- [What you are asked to do]: Note each line of the entries that includes "window". Then copy those lines.

- [Provided information]:
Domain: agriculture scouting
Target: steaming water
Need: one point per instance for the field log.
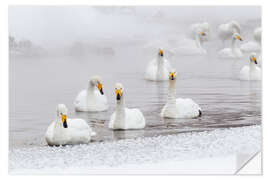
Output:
(38, 84)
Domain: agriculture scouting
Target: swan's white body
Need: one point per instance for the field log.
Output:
(196, 29)
(234, 51)
(250, 72)
(179, 108)
(225, 31)
(198, 33)
(253, 46)
(91, 99)
(124, 118)
(158, 69)
(77, 132)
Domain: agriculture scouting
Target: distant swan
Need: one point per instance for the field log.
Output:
(225, 31)
(124, 118)
(158, 68)
(253, 46)
(92, 98)
(234, 51)
(179, 108)
(198, 33)
(65, 131)
(251, 71)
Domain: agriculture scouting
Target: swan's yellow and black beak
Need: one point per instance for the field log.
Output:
(161, 52)
(239, 38)
(64, 120)
(100, 88)
(118, 94)
(255, 60)
(172, 76)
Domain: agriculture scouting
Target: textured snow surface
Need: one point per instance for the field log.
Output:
(180, 147)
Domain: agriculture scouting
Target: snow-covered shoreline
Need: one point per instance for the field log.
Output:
(188, 152)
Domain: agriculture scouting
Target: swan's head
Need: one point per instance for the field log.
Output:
(96, 81)
(61, 111)
(203, 33)
(119, 90)
(237, 36)
(253, 58)
(161, 53)
(172, 75)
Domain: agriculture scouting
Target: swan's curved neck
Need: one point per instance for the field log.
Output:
(160, 63)
(198, 41)
(252, 66)
(234, 46)
(120, 112)
(172, 94)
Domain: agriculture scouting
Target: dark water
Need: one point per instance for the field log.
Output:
(37, 85)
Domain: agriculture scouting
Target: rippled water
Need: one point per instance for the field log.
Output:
(37, 85)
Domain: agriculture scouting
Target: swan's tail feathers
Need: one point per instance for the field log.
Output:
(93, 133)
(200, 113)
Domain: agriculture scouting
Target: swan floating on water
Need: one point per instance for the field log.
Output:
(234, 51)
(124, 118)
(179, 108)
(251, 71)
(225, 31)
(198, 33)
(92, 99)
(64, 131)
(253, 46)
(157, 69)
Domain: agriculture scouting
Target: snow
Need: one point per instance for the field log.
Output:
(195, 152)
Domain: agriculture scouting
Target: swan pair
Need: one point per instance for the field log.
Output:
(252, 71)
(64, 131)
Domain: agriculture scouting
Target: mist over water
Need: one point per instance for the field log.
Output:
(117, 43)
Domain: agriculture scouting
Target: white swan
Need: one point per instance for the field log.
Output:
(253, 46)
(93, 98)
(225, 31)
(198, 33)
(179, 108)
(124, 118)
(234, 51)
(158, 68)
(251, 71)
(65, 131)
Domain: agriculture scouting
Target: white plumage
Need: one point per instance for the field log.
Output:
(225, 31)
(252, 71)
(253, 46)
(234, 51)
(157, 69)
(197, 34)
(124, 118)
(92, 99)
(179, 108)
(64, 131)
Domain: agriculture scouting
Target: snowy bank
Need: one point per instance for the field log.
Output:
(218, 151)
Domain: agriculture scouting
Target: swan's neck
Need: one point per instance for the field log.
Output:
(120, 112)
(160, 63)
(172, 94)
(234, 46)
(90, 94)
(252, 66)
(59, 131)
(198, 41)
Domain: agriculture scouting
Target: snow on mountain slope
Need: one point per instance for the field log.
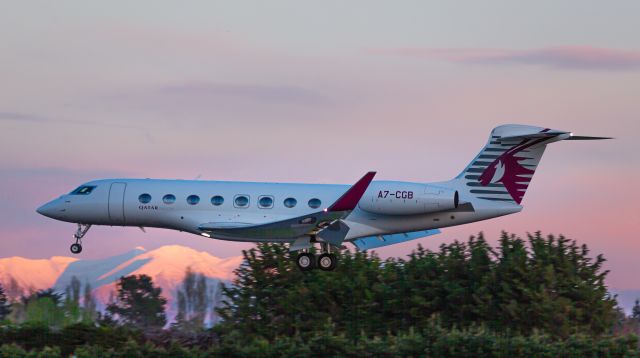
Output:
(166, 265)
(30, 274)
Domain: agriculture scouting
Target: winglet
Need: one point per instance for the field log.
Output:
(350, 199)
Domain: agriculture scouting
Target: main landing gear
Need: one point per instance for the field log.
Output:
(80, 232)
(325, 261)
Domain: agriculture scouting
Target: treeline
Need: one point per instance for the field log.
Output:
(543, 296)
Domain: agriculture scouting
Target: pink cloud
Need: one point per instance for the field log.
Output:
(562, 57)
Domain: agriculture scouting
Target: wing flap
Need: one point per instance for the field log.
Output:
(371, 242)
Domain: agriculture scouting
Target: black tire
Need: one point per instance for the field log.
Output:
(76, 249)
(327, 262)
(305, 261)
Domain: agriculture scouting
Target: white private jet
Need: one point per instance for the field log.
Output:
(368, 214)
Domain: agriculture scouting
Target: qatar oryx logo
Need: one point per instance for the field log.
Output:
(507, 170)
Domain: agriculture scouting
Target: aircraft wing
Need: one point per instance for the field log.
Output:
(371, 242)
(295, 227)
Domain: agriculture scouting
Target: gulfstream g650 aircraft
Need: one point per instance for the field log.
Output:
(368, 214)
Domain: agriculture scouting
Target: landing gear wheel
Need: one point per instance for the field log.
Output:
(76, 249)
(327, 262)
(305, 261)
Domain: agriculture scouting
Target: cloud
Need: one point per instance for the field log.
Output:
(283, 94)
(211, 101)
(560, 57)
(15, 116)
(31, 118)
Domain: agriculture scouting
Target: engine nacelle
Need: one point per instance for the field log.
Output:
(398, 198)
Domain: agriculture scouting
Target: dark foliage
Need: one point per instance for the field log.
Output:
(548, 285)
(5, 307)
(139, 303)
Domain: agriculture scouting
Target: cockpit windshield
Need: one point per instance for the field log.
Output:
(83, 190)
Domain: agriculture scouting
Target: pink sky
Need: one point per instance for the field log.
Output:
(221, 93)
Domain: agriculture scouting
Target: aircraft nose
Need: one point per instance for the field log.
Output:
(51, 209)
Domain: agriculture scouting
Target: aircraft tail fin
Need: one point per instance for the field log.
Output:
(503, 169)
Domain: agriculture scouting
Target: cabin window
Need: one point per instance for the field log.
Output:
(290, 202)
(315, 203)
(83, 190)
(241, 201)
(144, 198)
(193, 199)
(217, 200)
(169, 199)
(265, 202)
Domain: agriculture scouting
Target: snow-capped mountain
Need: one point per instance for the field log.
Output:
(166, 265)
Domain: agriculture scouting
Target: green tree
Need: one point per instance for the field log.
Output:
(139, 303)
(546, 284)
(635, 311)
(90, 311)
(5, 307)
(44, 307)
(193, 302)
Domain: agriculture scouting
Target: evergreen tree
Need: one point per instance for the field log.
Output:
(90, 311)
(44, 307)
(139, 303)
(635, 311)
(5, 307)
(72, 301)
(193, 301)
(546, 284)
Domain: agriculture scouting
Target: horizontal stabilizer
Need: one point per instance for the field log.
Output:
(536, 135)
(371, 242)
(582, 137)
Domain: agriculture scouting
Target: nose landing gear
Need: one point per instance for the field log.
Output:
(80, 232)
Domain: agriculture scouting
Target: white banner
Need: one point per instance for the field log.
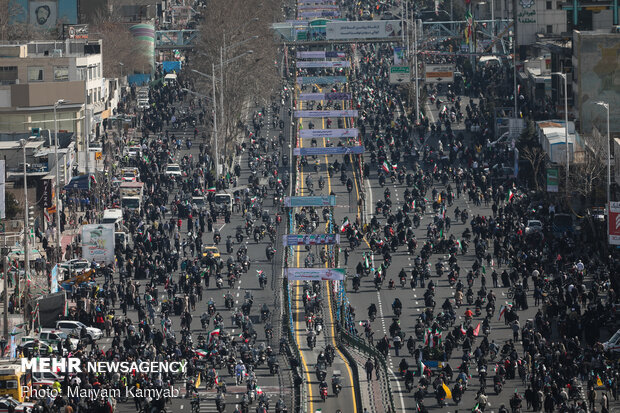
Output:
(320, 55)
(326, 113)
(325, 96)
(375, 29)
(315, 274)
(318, 7)
(98, 243)
(329, 133)
(439, 73)
(323, 63)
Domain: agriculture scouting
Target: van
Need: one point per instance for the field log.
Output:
(223, 201)
(113, 216)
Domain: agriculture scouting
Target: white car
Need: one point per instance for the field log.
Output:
(70, 326)
(173, 169)
(533, 225)
(76, 264)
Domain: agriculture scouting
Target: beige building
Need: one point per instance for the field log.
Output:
(34, 75)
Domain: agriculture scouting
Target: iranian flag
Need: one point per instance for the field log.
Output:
(502, 310)
(214, 333)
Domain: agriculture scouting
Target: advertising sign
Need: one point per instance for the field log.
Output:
(310, 239)
(439, 73)
(45, 193)
(325, 96)
(399, 56)
(98, 243)
(317, 7)
(321, 13)
(375, 29)
(299, 201)
(346, 113)
(329, 133)
(553, 180)
(400, 74)
(320, 54)
(614, 223)
(321, 80)
(75, 31)
(333, 150)
(315, 274)
(323, 63)
(43, 14)
(54, 276)
(2, 189)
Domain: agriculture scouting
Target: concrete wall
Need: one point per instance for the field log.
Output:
(597, 77)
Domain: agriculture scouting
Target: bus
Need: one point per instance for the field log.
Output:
(12, 379)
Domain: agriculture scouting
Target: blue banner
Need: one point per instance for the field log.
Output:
(333, 150)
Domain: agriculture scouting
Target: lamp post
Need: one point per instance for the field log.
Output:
(58, 244)
(23, 142)
(606, 106)
(563, 76)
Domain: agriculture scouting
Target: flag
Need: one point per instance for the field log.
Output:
(502, 310)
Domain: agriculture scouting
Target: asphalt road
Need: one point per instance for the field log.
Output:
(346, 401)
(275, 386)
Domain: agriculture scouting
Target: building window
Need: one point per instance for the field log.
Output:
(35, 74)
(61, 74)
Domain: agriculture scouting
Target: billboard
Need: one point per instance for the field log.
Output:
(614, 223)
(352, 30)
(400, 74)
(323, 63)
(347, 113)
(329, 133)
(321, 80)
(54, 277)
(2, 189)
(98, 243)
(439, 73)
(320, 54)
(75, 31)
(43, 14)
(299, 201)
(310, 239)
(553, 181)
(333, 150)
(315, 274)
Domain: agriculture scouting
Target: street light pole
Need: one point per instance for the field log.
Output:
(216, 153)
(26, 233)
(58, 243)
(606, 106)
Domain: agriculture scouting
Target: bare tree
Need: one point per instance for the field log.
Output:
(588, 169)
(536, 158)
(234, 28)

- [Expected output]:
Target: cabin window
Target: building window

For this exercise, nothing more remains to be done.